__Job__. Write out the whole listing again, exactly.

■ ■ ■ ■

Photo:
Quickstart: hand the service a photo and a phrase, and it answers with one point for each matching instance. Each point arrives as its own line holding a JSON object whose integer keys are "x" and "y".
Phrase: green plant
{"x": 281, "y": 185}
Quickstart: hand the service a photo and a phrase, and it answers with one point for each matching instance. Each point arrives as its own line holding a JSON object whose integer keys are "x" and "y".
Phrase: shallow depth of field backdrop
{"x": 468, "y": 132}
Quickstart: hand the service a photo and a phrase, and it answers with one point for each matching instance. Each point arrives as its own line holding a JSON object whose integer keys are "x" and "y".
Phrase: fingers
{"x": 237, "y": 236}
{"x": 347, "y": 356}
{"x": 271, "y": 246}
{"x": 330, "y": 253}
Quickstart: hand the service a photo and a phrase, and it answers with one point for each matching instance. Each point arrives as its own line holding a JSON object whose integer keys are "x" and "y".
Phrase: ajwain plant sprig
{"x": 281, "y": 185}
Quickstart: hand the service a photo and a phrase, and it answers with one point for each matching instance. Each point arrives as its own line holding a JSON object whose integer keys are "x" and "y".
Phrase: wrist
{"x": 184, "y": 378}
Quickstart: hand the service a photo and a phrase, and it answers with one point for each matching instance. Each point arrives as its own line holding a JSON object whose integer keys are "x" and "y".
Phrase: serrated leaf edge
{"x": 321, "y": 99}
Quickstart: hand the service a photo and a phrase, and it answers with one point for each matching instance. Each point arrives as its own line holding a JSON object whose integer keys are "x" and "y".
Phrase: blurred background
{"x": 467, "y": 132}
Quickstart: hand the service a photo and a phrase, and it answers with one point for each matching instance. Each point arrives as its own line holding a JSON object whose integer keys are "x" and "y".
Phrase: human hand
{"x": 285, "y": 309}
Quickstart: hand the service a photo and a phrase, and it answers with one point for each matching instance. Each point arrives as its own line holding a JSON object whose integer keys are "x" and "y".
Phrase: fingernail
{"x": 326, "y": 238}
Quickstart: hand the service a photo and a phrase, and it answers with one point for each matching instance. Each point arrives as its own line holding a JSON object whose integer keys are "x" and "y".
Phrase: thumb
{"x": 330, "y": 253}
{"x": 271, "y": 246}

■ ■ ■ ■

__Written response__.
Photo:
Quickstart: hand the service a photo and a phrase, and it answers with one point for each matching instance. Each point arrives as its own line holding a JSON object whose integer keys are "x" and "y".
Phrase: green plant
{"x": 281, "y": 185}
Quickstart: hand the service a photo and a phrase, and it answers with one point for each matching instance. Each point arrives as its own line holding a JSON object whose integer keys are "x" and "y".
Phrase: shallow depth of field backdrop
{"x": 468, "y": 132}
Quickstart: hand the service a photo and a phrase, and it answers with one point for each matching instance. Each point arrives as its own line holding a JSON object whose integer keys are "x" and "y".
Phrase: fingers
{"x": 237, "y": 236}
{"x": 347, "y": 356}
{"x": 271, "y": 246}
{"x": 330, "y": 253}
Quickstart: hand the service a photo and a phrase, and it answers with one point for each matching instance. Each point arrives as its own line holding a JSON object whose integer keys are "x" and "y".
Phrase: ajwain plant sprig
{"x": 281, "y": 185}
Quickstart: hand the service a photo and a phrase, and it answers with one point for each matching instance. Each point arrives as its own line holding a JSON object whose integer keys are "x" and "y".
Phrase: wrist
{"x": 184, "y": 378}
Quickstart: hand the service a photo and a phrase, and it answers with one point for each matching instance. Each point arrives as its own line holding a JSON object whose integer keys are "x" and "y".
Phrase: serrated leaf edge
{"x": 321, "y": 99}
Quickstart: hand the service a photo and a phrase, and it answers with one point for each matching instance. Each point arrives as its own line holding a JSON object whose integer keys are "x" and "y".
Phrase: blurred background
{"x": 467, "y": 132}
Quickstart: hand the service a photo and a phrase, and it answers with one point for each matching instance. Each point arrives as its own line holding a JSON object whose integer keys are "x" and "y".
Phrase: human hand
{"x": 285, "y": 309}
Quickstart: hand the service a photo and a phrase, and it answers with one point for each matching instance. Each point arrives as its own line holding a JSON object whose integer keys are "x" and "y".
Phrase: fingernail
{"x": 326, "y": 238}
Quickstart: hand the service a photo and a phrase, and it answers with one point for each matching instance. Each point arrives as its own line holding a JSON object whose integer keys are "x" and "y".
Phrase: thumb
{"x": 330, "y": 253}
{"x": 271, "y": 246}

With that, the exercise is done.